== WHAT NEEDS TO BE DONE ==
Emit the line that holds "Check that each instance of the tree" and all lines following it through the end of the data, verbatim, and nothing else.
===== MATERIAL FOR THIS TASK =====
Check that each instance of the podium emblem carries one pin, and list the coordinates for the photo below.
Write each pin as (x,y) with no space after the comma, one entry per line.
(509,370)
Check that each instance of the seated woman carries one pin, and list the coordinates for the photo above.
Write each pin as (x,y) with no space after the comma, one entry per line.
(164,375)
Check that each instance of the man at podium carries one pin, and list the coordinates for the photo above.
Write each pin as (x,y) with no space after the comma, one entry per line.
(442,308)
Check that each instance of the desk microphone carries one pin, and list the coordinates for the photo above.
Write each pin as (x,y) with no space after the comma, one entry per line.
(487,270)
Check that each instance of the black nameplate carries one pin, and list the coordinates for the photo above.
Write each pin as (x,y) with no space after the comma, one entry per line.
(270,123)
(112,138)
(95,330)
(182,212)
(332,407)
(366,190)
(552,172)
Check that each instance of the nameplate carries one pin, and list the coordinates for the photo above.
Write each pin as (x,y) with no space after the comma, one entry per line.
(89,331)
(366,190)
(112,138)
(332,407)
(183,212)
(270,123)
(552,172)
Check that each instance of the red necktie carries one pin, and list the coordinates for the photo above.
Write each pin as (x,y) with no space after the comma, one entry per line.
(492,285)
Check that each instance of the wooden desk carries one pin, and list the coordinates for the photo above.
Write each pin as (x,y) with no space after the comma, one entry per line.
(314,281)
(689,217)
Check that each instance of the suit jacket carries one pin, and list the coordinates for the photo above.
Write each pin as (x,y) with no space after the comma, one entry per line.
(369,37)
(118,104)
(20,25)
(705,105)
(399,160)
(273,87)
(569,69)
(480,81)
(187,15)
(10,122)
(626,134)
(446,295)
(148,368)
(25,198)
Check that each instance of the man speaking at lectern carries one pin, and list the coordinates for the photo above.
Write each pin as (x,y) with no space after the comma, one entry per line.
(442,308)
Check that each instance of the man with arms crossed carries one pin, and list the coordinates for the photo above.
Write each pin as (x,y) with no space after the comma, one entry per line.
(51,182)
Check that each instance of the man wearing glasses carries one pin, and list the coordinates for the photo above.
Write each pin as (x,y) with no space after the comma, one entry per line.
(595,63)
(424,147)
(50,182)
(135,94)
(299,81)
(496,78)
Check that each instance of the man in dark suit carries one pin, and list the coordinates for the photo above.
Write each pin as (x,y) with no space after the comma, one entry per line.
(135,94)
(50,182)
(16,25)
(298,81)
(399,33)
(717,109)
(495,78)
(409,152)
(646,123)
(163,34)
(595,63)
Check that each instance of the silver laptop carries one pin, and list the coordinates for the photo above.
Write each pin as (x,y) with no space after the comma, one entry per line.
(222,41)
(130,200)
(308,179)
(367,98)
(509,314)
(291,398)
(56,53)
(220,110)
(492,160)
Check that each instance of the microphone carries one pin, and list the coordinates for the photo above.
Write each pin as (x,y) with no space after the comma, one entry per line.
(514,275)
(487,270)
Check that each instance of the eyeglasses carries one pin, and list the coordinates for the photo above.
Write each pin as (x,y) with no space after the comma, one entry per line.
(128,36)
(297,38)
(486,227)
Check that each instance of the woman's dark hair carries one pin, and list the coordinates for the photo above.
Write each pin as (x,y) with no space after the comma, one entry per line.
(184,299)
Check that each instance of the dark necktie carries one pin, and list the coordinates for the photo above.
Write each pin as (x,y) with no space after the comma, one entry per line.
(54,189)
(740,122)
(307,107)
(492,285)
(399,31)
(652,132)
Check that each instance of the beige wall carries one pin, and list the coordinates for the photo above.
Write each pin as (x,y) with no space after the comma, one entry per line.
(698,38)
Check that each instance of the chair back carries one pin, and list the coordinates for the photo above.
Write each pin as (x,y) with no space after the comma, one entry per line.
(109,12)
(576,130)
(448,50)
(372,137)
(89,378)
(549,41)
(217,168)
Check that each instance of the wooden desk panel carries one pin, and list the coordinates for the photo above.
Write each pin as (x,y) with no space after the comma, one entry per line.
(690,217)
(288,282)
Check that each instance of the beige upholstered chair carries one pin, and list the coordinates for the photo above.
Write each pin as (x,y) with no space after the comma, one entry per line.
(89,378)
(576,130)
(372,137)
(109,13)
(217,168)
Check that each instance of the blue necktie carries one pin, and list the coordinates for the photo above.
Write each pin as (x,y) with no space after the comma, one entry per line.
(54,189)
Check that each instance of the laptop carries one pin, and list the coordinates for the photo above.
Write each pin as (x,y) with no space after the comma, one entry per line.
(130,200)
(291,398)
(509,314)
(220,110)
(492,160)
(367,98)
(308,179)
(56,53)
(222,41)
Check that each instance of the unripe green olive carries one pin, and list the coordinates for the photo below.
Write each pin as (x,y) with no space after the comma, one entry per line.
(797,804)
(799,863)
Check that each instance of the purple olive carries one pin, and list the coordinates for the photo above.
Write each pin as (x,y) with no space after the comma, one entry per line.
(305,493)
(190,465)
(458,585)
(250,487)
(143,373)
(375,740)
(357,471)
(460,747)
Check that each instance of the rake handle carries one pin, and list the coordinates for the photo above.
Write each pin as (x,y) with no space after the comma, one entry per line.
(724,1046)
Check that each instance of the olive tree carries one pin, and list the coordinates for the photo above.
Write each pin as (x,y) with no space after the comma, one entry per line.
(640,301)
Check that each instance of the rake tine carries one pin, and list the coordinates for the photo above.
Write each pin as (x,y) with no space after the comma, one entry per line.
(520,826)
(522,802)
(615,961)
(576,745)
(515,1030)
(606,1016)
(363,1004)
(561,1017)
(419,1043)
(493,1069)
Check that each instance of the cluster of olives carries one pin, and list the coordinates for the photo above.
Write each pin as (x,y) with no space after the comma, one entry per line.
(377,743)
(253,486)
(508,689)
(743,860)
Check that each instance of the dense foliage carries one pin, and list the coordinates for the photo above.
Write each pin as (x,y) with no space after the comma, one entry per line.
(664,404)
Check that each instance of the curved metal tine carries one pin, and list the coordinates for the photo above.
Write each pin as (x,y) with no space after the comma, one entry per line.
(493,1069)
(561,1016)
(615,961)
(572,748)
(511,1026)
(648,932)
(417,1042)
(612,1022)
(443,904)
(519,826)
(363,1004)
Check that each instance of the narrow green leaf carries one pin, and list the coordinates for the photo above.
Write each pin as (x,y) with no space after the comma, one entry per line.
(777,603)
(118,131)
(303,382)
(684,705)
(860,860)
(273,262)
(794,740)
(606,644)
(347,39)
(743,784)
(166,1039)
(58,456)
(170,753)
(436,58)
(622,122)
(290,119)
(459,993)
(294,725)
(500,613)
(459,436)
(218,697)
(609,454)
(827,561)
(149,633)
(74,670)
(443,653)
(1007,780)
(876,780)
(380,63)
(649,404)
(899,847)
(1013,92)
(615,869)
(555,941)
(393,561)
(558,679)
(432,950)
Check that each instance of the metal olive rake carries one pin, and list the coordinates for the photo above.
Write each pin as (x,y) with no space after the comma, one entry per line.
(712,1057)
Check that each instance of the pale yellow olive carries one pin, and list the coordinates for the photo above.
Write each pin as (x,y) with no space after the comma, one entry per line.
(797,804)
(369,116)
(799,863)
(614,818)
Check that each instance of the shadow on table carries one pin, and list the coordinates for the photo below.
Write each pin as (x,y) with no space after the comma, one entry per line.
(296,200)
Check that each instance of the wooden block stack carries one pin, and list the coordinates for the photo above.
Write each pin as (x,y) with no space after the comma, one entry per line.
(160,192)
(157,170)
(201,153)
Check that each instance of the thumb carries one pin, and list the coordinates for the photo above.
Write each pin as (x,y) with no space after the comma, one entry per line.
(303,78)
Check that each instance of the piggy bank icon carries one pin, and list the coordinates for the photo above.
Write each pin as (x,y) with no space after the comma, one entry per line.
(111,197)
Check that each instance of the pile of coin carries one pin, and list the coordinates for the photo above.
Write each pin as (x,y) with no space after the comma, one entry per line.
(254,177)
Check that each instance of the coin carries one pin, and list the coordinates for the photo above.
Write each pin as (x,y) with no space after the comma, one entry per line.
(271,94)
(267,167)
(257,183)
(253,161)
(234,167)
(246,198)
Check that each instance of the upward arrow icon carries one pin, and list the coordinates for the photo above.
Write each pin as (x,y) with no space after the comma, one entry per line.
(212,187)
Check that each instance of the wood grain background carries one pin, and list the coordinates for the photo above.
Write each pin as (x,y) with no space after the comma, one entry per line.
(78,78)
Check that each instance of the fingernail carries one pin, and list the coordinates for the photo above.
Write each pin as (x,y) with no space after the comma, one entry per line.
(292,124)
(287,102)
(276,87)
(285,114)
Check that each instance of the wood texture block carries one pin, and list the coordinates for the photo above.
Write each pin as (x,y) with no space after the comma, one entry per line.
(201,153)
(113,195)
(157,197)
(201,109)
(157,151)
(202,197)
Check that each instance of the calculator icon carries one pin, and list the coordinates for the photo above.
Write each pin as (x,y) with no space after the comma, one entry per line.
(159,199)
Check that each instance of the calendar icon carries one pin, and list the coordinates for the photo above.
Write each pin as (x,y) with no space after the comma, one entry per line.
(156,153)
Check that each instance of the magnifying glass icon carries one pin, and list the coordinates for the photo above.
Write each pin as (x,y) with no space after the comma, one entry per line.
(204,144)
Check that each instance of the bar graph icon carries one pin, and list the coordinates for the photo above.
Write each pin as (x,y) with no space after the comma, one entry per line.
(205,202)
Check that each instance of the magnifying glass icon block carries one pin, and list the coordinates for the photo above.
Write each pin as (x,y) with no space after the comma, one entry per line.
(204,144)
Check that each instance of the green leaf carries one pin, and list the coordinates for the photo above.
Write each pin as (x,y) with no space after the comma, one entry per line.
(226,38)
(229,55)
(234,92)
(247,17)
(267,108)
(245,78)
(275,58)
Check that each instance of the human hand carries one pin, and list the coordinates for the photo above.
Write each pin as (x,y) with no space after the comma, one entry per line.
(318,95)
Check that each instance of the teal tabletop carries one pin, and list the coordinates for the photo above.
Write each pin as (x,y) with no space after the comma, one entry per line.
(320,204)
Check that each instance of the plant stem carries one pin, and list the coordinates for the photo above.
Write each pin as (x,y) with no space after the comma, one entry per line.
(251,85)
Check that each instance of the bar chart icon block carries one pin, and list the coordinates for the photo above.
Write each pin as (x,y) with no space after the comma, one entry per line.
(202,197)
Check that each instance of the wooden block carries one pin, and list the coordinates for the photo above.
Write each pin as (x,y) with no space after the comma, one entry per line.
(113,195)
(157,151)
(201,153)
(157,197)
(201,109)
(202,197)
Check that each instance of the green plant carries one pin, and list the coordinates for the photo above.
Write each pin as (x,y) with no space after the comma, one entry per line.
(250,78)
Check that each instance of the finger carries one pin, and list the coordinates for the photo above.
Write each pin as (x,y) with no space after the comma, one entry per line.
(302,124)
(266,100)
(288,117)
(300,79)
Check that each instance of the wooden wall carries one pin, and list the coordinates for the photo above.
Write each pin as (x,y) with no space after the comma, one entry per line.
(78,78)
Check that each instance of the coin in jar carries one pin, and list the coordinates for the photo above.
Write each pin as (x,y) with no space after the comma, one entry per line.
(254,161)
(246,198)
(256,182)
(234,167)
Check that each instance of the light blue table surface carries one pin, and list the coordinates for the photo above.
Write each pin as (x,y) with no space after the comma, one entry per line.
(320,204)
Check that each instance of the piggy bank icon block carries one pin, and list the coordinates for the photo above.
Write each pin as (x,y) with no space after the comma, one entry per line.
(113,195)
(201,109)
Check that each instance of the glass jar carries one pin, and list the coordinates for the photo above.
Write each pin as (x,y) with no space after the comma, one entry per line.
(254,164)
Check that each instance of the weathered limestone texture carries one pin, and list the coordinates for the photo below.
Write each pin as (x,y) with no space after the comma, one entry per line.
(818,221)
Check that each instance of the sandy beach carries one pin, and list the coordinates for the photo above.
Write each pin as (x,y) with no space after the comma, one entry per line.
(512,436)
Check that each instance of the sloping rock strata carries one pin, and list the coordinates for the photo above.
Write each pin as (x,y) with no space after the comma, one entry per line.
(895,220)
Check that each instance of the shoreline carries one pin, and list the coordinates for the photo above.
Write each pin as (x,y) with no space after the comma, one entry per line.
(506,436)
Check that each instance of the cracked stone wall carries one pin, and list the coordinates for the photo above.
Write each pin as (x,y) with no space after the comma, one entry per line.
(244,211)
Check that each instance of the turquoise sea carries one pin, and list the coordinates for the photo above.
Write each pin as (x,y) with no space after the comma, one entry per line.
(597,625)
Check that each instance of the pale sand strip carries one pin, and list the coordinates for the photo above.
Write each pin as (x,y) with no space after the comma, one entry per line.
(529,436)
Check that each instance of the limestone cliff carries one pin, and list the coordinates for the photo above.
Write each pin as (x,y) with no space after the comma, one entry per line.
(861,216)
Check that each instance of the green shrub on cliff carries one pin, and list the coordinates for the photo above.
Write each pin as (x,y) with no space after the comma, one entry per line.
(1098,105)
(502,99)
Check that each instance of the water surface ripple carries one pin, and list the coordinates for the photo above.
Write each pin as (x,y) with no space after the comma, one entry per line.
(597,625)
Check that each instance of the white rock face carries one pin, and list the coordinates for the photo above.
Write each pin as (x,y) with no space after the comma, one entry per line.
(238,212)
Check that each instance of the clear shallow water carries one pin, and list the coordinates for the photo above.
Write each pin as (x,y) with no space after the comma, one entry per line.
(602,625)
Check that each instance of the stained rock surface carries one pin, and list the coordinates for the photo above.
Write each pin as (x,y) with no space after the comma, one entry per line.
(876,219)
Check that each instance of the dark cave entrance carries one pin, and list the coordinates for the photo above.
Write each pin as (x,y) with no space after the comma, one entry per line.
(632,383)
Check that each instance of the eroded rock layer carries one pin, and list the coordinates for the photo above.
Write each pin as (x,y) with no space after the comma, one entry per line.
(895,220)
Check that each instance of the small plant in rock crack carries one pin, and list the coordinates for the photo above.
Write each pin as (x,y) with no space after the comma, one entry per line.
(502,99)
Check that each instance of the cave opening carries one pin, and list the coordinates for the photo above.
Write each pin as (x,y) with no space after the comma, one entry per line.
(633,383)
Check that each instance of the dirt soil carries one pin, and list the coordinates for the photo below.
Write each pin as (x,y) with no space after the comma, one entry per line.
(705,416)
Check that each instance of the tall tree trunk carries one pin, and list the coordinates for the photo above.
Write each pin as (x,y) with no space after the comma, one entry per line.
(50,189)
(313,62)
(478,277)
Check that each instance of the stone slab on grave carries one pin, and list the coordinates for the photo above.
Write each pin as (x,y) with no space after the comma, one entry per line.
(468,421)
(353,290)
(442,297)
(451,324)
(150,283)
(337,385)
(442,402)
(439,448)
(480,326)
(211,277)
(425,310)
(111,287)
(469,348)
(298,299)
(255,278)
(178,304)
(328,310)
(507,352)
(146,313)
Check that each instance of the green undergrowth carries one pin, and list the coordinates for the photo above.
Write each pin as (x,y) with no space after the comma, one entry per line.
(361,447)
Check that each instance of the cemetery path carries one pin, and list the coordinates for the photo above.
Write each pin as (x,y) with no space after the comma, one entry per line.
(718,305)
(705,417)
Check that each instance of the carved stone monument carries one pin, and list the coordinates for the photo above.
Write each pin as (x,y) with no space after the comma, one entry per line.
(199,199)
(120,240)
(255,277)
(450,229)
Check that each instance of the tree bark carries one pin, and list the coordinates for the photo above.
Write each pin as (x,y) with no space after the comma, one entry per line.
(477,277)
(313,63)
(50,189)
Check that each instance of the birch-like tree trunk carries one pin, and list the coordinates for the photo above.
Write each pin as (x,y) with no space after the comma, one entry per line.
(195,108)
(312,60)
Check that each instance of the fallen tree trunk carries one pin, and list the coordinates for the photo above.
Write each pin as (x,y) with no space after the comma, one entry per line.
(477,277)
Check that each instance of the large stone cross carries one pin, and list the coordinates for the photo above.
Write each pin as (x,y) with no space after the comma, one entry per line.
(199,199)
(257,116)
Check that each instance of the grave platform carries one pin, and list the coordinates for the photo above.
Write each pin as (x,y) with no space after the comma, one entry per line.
=====
== SOLUTION TO THE PROBLEM ==
Check that each instance of the tree bark carries one pin, and list the coordinates for the photo above.
Write each pin as (x,y) with no space after the comma, one entry per line.
(477,277)
(313,63)
(50,189)
Check that each instance of the birch-like tree trunk carries one pin, and list the coordinates for the photo above.
Write each pin as (x,y) with no space after the comma, one entry per line.
(195,108)
(312,60)
Check that each instance of the fallen tree trunk carries one pin, and list the coordinates for the photo above.
Write each pin as (x,y) with no space after the comma, one entry per line.
(477,277)
Check that each instance of the large stone cross carries one pin, and list the coordinates for the photo above.
Write each pin as (x,y) with no space after the comma, one entry per line.
(199,199)
(257,116)
Check that each instance of the grave platform carries one pin, and list the coordinates for the photo above.
Write each pin as (x,y) with no space after the comma, one entry per line.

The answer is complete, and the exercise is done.